▶ _TO DO_
In the biography of Patrick Stewart, 2nd Earl of Orkney, below, in what year did he begin building Scalloway Castle?

▶ _TEXT EXCERPT_

Patrick Stewart, 2nd Earl of Orkney
Patrick Stewart, 2nd Earl of Orkney and Lord of Shetland (c. 1566[1] – 6 February 1615) was the son of Robert Stewart, 1st Earl of Orkney, and a grandson of James V of Scotland. He was executed for treason in 1615.
Career
On the death of his uncle, Lord Robert Stewart, junior, in 1581 Patrick was given the gift of the Priory of Whithorn.[2] In his youth Patrick Stewart was a good friend of his relative James VI; however, their relations became strained in the 1590s after Patrick succeeded his father as Earl of Orkney.
In 1599 Earl Patrick began to build Scalloway Castle at Scalloway in the Shetland Islands partly to strengthen his power there against Laurence Bruce, who had been appointed Sheriff of Shetland by his half brother, the deceased Earl Robert. Patrick was also feuding with George Sinclair, Earl of Caithness. In March 1599, James VI ordered Patrick and the Earl of Caithness to furnish their strongholds against the possibility of an invasion by the exiled Earl of Bothwell. This scare was renewed in July 1601. Bothwell was also a grandson of James V.[3] In 1607 Earl Patrick began the construction of the Earl's Palace in Kirkwall, the capital of the Orkney Islands.

Records from a collection:
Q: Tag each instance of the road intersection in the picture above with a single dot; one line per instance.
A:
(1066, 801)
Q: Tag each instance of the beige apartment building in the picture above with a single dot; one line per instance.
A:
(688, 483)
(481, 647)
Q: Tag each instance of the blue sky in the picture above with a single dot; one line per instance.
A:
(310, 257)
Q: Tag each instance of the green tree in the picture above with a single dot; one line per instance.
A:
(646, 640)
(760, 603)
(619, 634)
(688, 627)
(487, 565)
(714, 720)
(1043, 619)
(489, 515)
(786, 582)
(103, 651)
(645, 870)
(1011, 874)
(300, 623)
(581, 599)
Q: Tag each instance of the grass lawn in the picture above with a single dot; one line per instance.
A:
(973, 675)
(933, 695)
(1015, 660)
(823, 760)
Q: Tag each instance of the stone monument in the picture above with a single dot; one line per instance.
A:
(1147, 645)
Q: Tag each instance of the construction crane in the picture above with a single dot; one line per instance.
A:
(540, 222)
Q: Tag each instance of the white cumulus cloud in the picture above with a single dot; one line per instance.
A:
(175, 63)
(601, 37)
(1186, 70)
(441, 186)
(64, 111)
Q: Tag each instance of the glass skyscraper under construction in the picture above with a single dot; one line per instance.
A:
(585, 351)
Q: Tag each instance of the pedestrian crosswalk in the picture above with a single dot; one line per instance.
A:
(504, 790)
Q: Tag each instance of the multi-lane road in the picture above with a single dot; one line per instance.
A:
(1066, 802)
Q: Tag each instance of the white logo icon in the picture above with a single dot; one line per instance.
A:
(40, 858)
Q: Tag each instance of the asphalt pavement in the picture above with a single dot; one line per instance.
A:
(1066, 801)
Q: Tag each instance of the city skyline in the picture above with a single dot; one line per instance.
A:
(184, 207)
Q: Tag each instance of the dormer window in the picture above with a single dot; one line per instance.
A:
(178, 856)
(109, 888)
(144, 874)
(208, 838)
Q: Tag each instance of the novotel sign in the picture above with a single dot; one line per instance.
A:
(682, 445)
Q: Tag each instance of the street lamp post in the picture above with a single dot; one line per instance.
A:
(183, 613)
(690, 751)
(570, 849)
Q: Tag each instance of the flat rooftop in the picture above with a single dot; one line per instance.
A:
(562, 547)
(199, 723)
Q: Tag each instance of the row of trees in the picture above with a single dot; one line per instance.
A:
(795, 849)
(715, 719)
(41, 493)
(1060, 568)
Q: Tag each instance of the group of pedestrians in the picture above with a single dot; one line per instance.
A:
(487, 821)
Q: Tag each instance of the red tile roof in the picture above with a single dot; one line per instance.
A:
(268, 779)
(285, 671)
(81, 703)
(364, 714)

▶ _EXERCISE RESULT_
He began building Scalloway Castle in 1599.